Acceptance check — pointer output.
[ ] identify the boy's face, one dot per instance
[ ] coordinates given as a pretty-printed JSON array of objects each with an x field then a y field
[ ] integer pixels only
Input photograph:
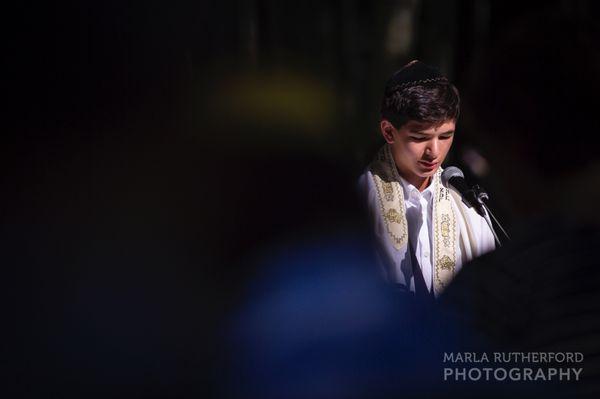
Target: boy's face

-- -- --

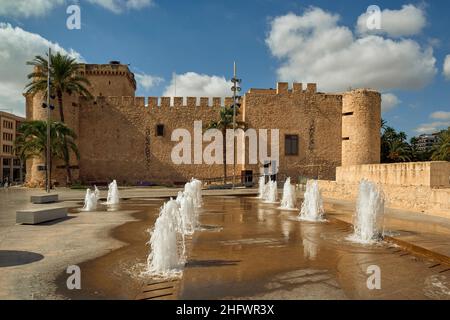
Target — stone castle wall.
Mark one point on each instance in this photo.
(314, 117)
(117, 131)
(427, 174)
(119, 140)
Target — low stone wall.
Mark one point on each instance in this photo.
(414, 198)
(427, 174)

-- -- --

PROBLEM STATEMENT - For this task, return exactly the stretch of the listing above from the line with "Acceptance check — pointer output." through the line with "Target: boy's face", inclusive and without pictures.

SOLVED PROBLEM -
Acceptance check — pointer output.
[ ] identify the boy's face, one dot per instance
[ ] coordinates given as a pretty-printed JSON array of objects each with an x field then a y field
[ ] integer pixels only
Input photograph:
Target: boy's face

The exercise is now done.